Metal CD Ratings
Last year, I reviewed the debut CD from Finnish youngsters Kiuas on these pages with unbridled enthusiasm, finding their incendiary cocktail of Dimmu Borgir, Sonata Arctica, and Children of Bodom to be both intoxicating and innovative. Needless to say, I was positively giddy at the prospect of a swift follow-up to 'The spirit of Ukko'. Blessed with an original, ambitious sound and demonstrating technical skills, songwriting prowess and maturity beyond their years, Kiuas seemed poised for a massive artistic breakthrough once the disparate elements of their sound had time to coalesce, simmer and meld into a unified whole.
Right out of the gate, 'Reformation' is unmistakably the product of the same minds that breathed life into Senor Ukko in your living room last year. Indeed, opener "Race with the falcons" displays all the trademarks that made 'The spirit of Ukko' such a success, as a brooding, pounding intro gives way to a breathless thrash riff, before adding blackish keyboard melodies and blastbeats, only to settle into a heavy power metal crunch once the nearly exclusively clean vocals kick in, and reaching the pinnacle on the immediately catchy sing-a-long chorus that hints at Symphony X's Russell Allen. Just shy of the 3-minute mark, there's another curve ball, as Kiuas spring a short piano solo on the unsuspecting listener before diving into a neo-classical shred. And all of this happens in the span of a single 5-minute song!

**EXTRACTED ENTRIES**:
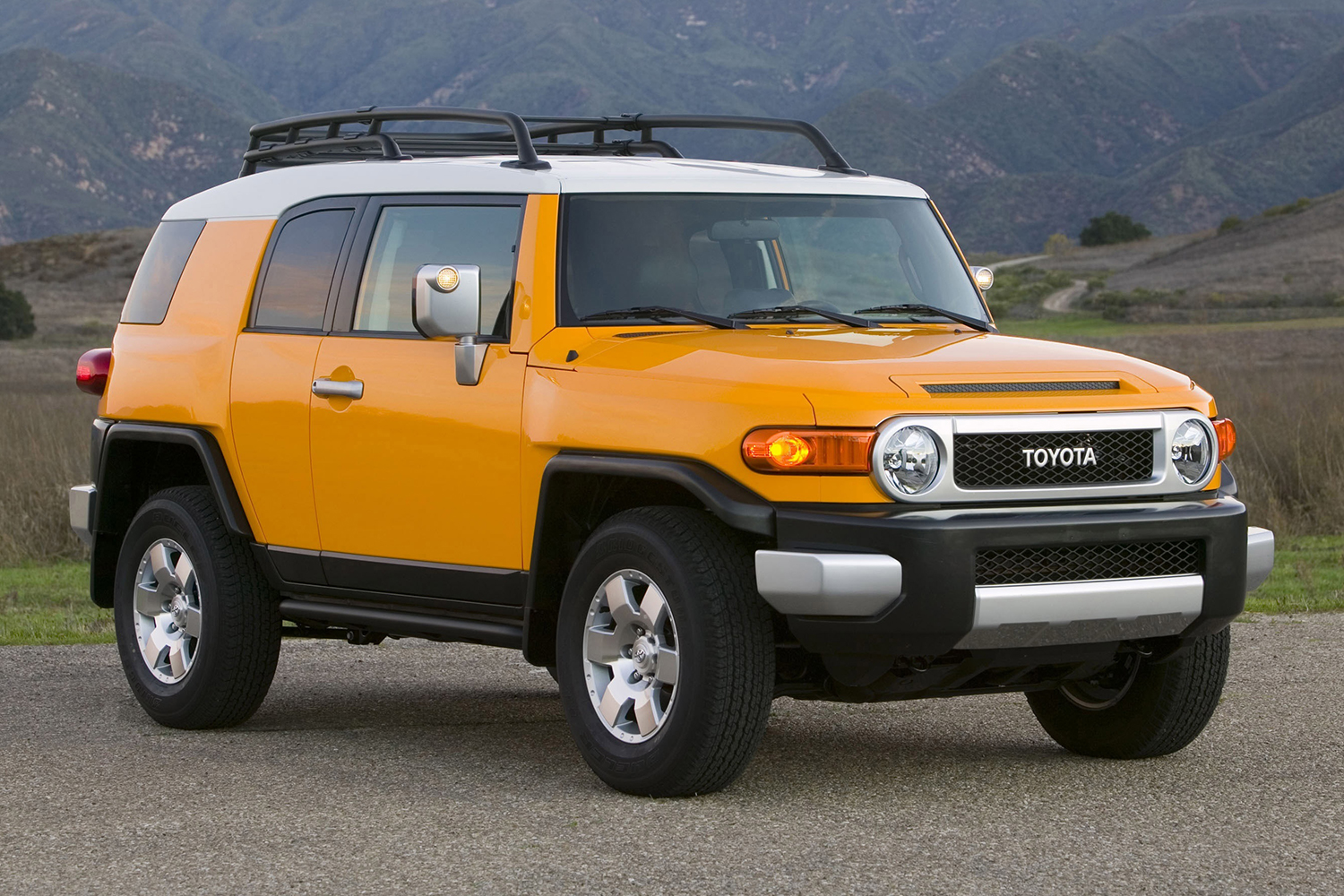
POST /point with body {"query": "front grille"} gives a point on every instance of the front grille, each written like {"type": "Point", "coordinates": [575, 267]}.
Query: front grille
{"type": "Point", "coordinates": [1061, 386]}
{"type": "Point", "coordinates": [1089, 562]}
{"type": "Point", "coordinates": [997, 460]}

**REQUIRED WORK**:
Give the title of the opening song on 'Reformation' as named in the metal CD review. The lines come from a separate source.

**EXERCISE SOLUTION**:
"Race with the falcons"